**Requirements:** Repeat every one of the records below word for word, keeping each line in its original order.

**Data entries:**
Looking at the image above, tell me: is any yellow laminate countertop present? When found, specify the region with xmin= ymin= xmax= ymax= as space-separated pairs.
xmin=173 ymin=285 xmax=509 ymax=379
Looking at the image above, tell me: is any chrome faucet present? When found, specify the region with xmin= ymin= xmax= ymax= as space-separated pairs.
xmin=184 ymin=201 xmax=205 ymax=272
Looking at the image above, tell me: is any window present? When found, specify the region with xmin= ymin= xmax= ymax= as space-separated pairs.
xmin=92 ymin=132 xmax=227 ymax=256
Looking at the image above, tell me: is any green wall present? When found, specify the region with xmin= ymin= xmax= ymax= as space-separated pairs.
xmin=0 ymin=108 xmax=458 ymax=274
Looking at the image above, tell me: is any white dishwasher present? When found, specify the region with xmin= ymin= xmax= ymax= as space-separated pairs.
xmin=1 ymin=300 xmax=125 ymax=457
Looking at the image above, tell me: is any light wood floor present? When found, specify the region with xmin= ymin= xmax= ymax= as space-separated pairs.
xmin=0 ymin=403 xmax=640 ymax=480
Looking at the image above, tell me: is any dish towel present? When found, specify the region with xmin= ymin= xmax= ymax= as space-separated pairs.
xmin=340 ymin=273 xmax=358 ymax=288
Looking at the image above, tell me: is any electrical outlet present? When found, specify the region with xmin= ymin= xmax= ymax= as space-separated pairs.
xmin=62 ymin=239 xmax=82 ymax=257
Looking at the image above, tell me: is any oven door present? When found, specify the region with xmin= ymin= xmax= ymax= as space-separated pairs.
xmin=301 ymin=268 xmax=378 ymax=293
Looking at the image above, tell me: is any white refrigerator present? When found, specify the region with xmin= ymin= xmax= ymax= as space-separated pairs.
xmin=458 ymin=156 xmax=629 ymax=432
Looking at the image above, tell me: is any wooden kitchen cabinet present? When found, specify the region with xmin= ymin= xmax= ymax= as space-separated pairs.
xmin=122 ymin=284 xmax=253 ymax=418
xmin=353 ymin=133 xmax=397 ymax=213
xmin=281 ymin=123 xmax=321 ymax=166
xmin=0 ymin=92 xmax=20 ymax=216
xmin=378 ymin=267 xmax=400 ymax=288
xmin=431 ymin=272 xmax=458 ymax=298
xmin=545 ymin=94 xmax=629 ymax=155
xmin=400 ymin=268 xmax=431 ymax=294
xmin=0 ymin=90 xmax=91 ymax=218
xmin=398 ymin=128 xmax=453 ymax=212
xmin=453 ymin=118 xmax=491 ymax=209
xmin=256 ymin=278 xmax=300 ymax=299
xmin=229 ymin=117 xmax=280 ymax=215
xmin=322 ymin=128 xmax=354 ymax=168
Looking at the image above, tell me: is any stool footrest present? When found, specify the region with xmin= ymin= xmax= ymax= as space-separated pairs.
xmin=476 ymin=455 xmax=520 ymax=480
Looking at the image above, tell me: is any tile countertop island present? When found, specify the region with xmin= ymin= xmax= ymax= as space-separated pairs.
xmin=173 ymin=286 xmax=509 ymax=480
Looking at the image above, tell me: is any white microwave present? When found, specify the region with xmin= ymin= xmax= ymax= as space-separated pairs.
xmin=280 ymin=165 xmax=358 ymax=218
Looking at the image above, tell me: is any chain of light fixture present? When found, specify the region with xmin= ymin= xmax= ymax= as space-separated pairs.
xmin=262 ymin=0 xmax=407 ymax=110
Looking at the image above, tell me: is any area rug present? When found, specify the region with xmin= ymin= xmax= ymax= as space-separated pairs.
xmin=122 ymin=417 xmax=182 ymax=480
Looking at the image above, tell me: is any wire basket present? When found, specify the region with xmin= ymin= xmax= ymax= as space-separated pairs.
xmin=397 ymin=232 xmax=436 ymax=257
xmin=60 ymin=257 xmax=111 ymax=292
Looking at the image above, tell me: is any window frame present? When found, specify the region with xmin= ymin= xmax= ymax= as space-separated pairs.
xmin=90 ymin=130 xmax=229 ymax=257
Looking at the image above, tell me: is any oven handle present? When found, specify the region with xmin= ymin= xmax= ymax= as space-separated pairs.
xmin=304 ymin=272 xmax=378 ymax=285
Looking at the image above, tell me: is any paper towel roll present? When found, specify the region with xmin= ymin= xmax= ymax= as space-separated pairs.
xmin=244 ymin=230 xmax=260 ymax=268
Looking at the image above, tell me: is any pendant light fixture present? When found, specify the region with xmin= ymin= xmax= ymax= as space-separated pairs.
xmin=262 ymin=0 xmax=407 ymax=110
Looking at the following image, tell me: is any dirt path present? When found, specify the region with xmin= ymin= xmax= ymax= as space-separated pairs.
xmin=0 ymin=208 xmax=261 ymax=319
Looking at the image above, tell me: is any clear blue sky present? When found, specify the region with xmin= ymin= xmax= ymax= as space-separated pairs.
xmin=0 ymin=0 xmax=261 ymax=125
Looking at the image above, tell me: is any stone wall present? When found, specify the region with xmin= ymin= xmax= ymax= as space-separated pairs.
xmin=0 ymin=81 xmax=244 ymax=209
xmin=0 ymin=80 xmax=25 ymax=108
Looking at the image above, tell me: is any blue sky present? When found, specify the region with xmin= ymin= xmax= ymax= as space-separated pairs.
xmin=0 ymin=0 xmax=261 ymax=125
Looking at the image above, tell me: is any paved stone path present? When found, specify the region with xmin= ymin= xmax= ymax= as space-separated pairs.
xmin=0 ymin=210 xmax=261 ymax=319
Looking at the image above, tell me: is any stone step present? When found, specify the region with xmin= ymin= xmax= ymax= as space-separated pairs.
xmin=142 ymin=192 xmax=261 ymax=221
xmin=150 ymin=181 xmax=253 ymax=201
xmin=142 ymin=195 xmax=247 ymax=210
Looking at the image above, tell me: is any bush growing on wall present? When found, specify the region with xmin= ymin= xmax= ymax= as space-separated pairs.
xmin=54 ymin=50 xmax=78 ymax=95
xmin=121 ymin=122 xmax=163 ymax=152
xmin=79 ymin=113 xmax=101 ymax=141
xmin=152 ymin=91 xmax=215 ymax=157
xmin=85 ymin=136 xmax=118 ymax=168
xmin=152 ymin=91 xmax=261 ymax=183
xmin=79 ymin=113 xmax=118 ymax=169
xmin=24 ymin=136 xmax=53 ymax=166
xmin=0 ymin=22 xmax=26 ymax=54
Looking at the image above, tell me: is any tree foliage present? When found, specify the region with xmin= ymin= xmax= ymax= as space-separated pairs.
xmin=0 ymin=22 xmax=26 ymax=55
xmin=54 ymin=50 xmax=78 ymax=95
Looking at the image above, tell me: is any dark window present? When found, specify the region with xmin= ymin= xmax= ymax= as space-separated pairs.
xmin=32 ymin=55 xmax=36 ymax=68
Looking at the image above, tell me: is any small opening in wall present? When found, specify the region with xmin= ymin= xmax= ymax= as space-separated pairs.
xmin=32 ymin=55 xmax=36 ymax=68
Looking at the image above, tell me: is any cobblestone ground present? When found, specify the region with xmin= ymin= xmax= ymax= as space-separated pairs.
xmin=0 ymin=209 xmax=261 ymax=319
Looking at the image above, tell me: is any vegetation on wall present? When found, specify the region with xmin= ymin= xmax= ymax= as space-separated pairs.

**The output:**
Looking at the image above, tell me: is any yellow laminate countertop present? When found, specify the region with xmin= ymin= xmax= ymax= as space-separated pairs.
xmin=173 ymin=285 xmax=509 ymax=379
Looking at the image above, tell me: is any chrome faucet present? When found, specify the region with xmin= ymin= xmax= ymax= as space-separated pairs.
xmin=184 ymin=201 xmax=205 ymax=272
Looking at the image above, tell me: is any window present? When found, specify the region with xmin= ymin= xmax= ymax= as space-separated pairs.
xmin=92 ymin=132 xmax=227 ymax=256
Looking at the image above, tell me: is any green wall present? When found, specify the region with xmin= ymin= xmax= ymax= as space-separated pairs.
xmin=0 ymin=108 xmax=458 ymax=274
Looking at the image above, tell me: is any white dishwasher present? When found, specify the region with xmin= ymin= xmax= ymax= as space-separated pairs.
xmin=1 ymin=300 xmax=125 ymax=457
Looking at the image above, tell me: is any light wood floor present? When found, specify the region with xmin= ymin= xmax= ymax= as space-separated pairs.
xmin=0 ymin=403 xmax=640 ymax=480
Looking at the image above, tell me: is any dish towel present? When found, specify the region with xmin= ymin= xmax= ymax= as space-separated pairs.
xmin=340 ymin=273 xmax=358 ymax=288
Looking at the image above, tell me: is any electrical outlet present? When found, specify the region with xmin= ymin= xmax= ymax= as space-separated pairs.
xmin=62 ymin=239 xmax=82 ymax=257
Looking at the image above, tell me: is any oven door present? When found, specify the region with xmin= ymin= xmax= ymax= as space-separated pairs.
xmin=301 ymin=268 xmax=378 ymax=293
Looking at the image above, tell me: is any white refrigerator present? When found, specify the region with xmin= ymin= xmax= ymax= as space-separated pairs.
xmin=458 ymin=156 xmax=629 ymax=432
Looking at the image above, tell me: is any wooden kitchen cabinet present? When found, specify the region with xmin= ymin= xmax= ymax= as space-separated pairs.
xmin=122 ymin=284 xmax=253 ymax=418
xmin=353 ymin=133 xmax=397 ymax=213
xmin=281 ymin=123 xmax=321 ymax=166
xmin=0 ymin=92 xmax=20 ymax=216
xmin=378 ymin=267 xmax=400 ymax=288
xmin=431 ymin=272 xmax=458 ymax=298
xmin=545 ymin=94 xmax=629 ymax=155
xmin=400 ymin=268 xmax=431 ymax=294
xmin=0 ymin=90 xmax=91 ymax=218
xmin=398 ymin=128 xmax=453 ymax=212
xmin=453 ymin=118 xmax=491 ymax=209
xmin=256 ymin=278 xmax=300 ymax=299
xmin=229 ymin=117 xmax=280 ymax=215
xmin=322 ymin=128 xmax=354 ymax=168
Looking at the image above, tell me: is any stool footrest present? When found, specify the region with xmin= ymin= xmax= ymax= as space-separated pairs.
xmin=476 ymin=455 xmax=520 ymax=480
Looking at the image above, tell me: is any tile countertop island present? When found, specify the region with xmin= ymin= xmax= ymax= as space-separated pairs.
xmin=173 ymin=286 xmax=509 ymax=480
Looking at the image above, tell me: is any white microwave present? When found, specify the region with xmin= ymin= xmax= ymax= as space-separated pairs.
xmin=280 ymin=165 xmax=358 ymax=218
Looking at the image above, tell me: is any chain of light fixture present? When found, specify the region with xmin= ymin= xmax= ymax= as space-separated pairs.
xmin=262 ymin=0 xmax=407 ymax=110
Looking at the image above, tell me: is any area rug present? When found, specify the region with xmin= ymin= xmax= ymax= as space-separated pairs.
xmin=122 ymin=417 xmax=182 ymax=480
Looking at the image above, tell me: is any wire basket present? When found, specify the region with xmin= ymin= xmax= ymax= as space-separated pairs.
xmin=397 ymin=232 xmax=436 ymax=257
xmin=60 ymin=257 xmax=111 ymax=292
Looking at the image above, tell me: is any window frame present? When found, specify the region with xmin= ymin= xmax= ymax= as space-separated pairs.
xmin=90 ymin=130 xmax=229 ymax=257
Looking at the image above, tell me: is any oven handle present? When found, specify the region with xmin= ymin= xmax= ymax= as space-separated pairs.
xmin=304 ymin=272 xmax=378 ymax=285
Looking at the image above, tell me: is any paper towel roll present? When found, specify the region with xmin= ymin= xmax= ymax= as space-separated pairs.
xmin=244 ymin=230 xmax=260 ymax=268
Looking at the image above, tell me: is any pendant light fixture present? When found, specify the region with xmin= ymin= xmax= ymax= as space-separated pairs.
xmin=262 ymin=0 xmax=407 ymax=110
Looking at the following image, tell me: is any dirt path present? When found, specify the region with xmin= ymin= xmax= ymax= as space-separated pairs.
xmin=0 ymin=208 xmax=261 ymax=319
Looking at the image above, tell me: is any clear blue sky present? When found, specify the region with xmin= ymin= xmax= ymax= as space-separated pairs.
xmin=0 ymin=0 xmax=261 ymax=125
Looking at the image above, tell me: is any stone wall present? When found, specify the region with xmin= ymin= xmax= ymax= as space-separated pairs.
xmin=0 ymin=81 xmax=244 ymax=209
xmin=0 ymin=80 xmax=25 ymax=108
Looking at the image above, tell me: is any blue sky present? When found, specify the region with xmin= ymin= xmax= ymax= as space-separated pairs.
xmin=0 ymin=0 xmax=261 ymax=125
Looking at the image above, tell me: is any paved stone path present? When found, specify the region with xmin= ymin= xmax= ymax= as space-separated pairs.
xmin=0 ymin=210 xmax=261 ymax=319
Looking at the image above, tell me: is any stone step present? When found, specify the region with xmin= ymin= xmax= ymax= as space-separated pairs.
xmin=142 ymin=192 xmax=261 ymax=221
xmin=150 ymin=181 xmax=253 ymax=201
xmin=142 ymin=195 xmax=247 ymax=210
Looking at the image above, tell me: is any bush growing on wall present? When found, specify the region with xmin= ymin= xmax= ymax= as space-separated pairs.
xmin=54 ymin=50 xmax=78 ymax=95
xmin=121 ymin=122 xmax=163 ymax=152
xmin=79 ymin=113 xmax=101 ymax=141
xmin=152 ymin=91 xmax=215 ymax=157
xmin=85 ymin=136 xmax=118 ymax=168
xmin=152 ymin=91 xmax=261 ymax=183
xmin=79 ymin=113 xmax=118 ymax=169
xmin=24 ymin=136 xmax=53 ymax=166
xmin=0 ymin=22 xmax=26 ymax=54
Looking at the image above, tell me: is any tree foliage present? When found, specify the region with xmin= ymin= xmax= ymax= as space-separated pairs.
xmin=0 ymin=22 xmax=26 ymax=55
xmin=54 ymin=50 xmax=78 ymax=95
Looking at the image above, tell me: is any dark window present? When found, specify the region with xmin= ymin= xmax= ymax= as space-separated pairs.
xmin=32 ymin=55 xmax=36 ymax=68
Looking at the image above, tell me: is any small opening in wall present? When found, specify the region with xmin= ymin= xmax= ymax= as space-separated pairs.
xmin=32 ymin=55 xmax=36 ymax=68
Looking at the image above, tell me: is any cobblestone ground present? When found, specify the region with xmin= ymin= xmax= ymax= as space-separated pairs.
xmin=0 ymin=209 xmax=261 ymax=319
Looking at the image above, tell me: is any vegetation on wall present? When found, specify the region with xmin= ymin= xmax= ymax= as space-separated pairs.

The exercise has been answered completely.